* **Exercício**:
Transcreva, por favor, tudo o que vai de "Desta vez é" até "crivada de teleobjetivas." no texto abaixo sobre a entrevista de Diana.

Leia a seguir os principais trechos da última entrevista de Diana publicada antes de sua morte, em 27 de agosto passado no jornal francês "Le Monde" sob o título "A princesa de grande coração".

ANNICK COJEAN
do "Le Monde"

Desta vez é ela a anfitriã. E esse papel lhe cai bem, confere a seus gestos ainda mais agilidade e a seus olhos de cor azul real um brilho de audácia e alegria travessa.
A princesa não tem aquele rigor de uma rainha que conta os segundos e depois retira seu sorriso do rosto, como outros tiram o chapéu. A princesa está em sua casa, descontraída, independente. Sem dúvida, é o único lugar onde não corre o risco de ser crivada de teleobjetivas.
A impressão que transmite é sobretudo de se sentir livre. Mas, afinal, não foi de maneira espontânea que ela aceitou conceder uma entrevista, com foto? A idéia a encantava, respondeu depois de receber nossa carta. Ela estava disposta a jogar o jogo.
Ao que parece, a princesa tem gavetas inteiras de fotos. Mas é a seleção feita pelo "Le Monde" que chama sua atenção. Não são fotos roubadas, privadas, íntimas.
São fotos conhecidas de uma personalidade pública que, ao chamar a atenção para um problema da sociedade ou uma causa humanitária, reforçaram o mito de uma princesa de grande coração.
Diana olha as fotos, uma a uma, e nos fornece a legenda. "Presto muita atenção às pessoas", diz, "e me lembro delas. Cada encontro, cada visita, é especial."
A princesa pára. Em sua mão, a fotocópia de uma foto tirada no Paquistão, em 1996. "Este garotinho morreu", diz ela. "Eu pressenti sua morte quando o tomei nos braços. Essa foto me é muito cara". Não há mais carapuça nem proteção. O engajamento é sincero e máximo. Também é arriscado.
As multidões o sentem desde o primeiro dia, seduzidas por sua compaixão, sua cumplicidade imediata com o mundo da rua. O "establishment", os políticos e os príncipes de semblante falso o apreciam bem menos. A princesa traz à tona a frieza deles.
Basta ver os gestos dela diante da avó bósnia a qual abraça, diante do jovem aidético cuja mão ela aperta longamente entre as suas, com a menina angolana de perna amputada que ela coloca no colo. "Sim, gosto de tocar as pessoas."
Seus gestos provocaram muitos franzires de sobrolhos na família real. O "estilo" Diana surpreendia, atrapalhava. Sobretudo quando ficou evidente que, além de transmitir uma imagem mais moderna, refletia um tipo diferente de relação com as pessoas.

* **Lista de registros**:
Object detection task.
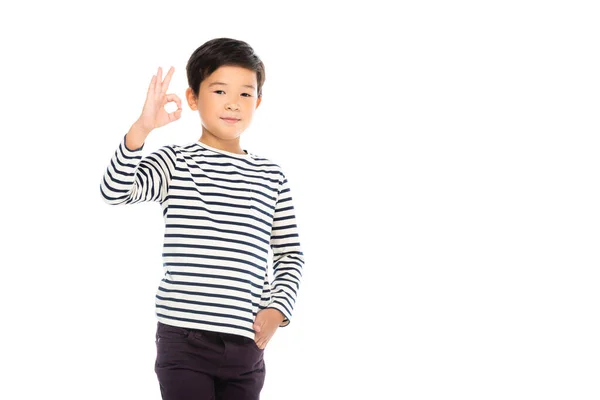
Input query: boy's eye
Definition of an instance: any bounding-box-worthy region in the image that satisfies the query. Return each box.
[213,90,252,97]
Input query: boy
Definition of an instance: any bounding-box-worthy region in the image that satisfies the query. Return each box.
[100,38,304,400]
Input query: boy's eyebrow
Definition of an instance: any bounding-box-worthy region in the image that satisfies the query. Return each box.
[208,82,256,90]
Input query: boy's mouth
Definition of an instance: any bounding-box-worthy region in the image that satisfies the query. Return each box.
[221,118,239,124]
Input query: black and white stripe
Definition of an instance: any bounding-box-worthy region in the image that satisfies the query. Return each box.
[100,137,304,338]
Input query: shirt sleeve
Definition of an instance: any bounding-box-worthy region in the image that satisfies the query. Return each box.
[100,135,177,205]
[267,171,304,327]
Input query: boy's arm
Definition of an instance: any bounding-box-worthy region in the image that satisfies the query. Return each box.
[267,175,304,327]
[100,126,177,205]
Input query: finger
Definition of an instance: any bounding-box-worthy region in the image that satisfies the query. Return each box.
[148,75,156,94]
[162,67,175,94]
[154,67,162,94]
[168,108,181,122]
[167,93,181,109]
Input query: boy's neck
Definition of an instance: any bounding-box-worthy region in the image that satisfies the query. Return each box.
[198,129,246,154]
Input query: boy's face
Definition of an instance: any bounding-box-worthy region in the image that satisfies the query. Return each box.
[186,66,261,140]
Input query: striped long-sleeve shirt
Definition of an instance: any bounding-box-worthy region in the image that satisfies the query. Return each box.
[100,136,304,339]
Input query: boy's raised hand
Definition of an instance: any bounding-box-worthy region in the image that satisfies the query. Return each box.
[138,67,181,132]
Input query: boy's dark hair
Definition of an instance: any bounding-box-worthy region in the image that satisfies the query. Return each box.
[186,38,265,98]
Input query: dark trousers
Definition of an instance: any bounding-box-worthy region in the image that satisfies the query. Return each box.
[154,322,266,400]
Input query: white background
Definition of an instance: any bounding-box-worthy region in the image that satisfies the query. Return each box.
[0,1,600,400]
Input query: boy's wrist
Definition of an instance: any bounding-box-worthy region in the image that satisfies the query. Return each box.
[125,121,150,151]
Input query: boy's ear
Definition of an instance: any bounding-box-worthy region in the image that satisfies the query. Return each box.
[185,88,198,111]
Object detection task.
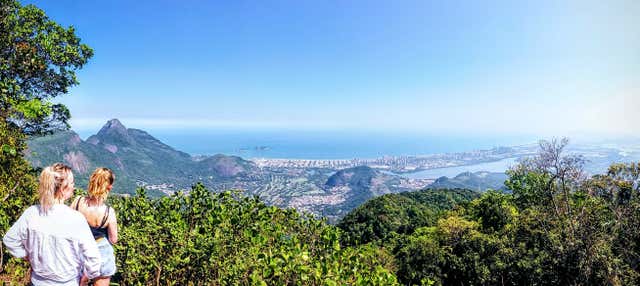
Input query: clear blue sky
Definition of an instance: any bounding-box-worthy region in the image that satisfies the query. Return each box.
[23,0,640,136]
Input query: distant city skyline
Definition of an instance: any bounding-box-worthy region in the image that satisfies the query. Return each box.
[22,0,640,139]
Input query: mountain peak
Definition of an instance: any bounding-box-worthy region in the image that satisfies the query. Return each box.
[98,118,127,133]
[94,119,133,144]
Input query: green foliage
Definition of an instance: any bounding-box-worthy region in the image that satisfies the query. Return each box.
[339,140,640,285]
[111,184,396,285]
[0,0,93,134]
[338,189,479,245]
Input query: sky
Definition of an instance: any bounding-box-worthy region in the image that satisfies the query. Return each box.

* **Resposta completa**:
Desta vez é ela a anfitriã. E esse papel lhe cai bem, confere a seus gestos ainda mais agilidade e a seus olhos de cor azul real um brilho de audácia e alegria travessa.
A princesa não tem aquele rigor de uma rainha que conta os segundos e depois retira seu sorriso do rosto, como outros tiram o chapéu. A princesa está em sua casa, descontraída, independente. Sem dúvida, é o único lugar onde não corre o risco de ser crivada de teleobjetivas.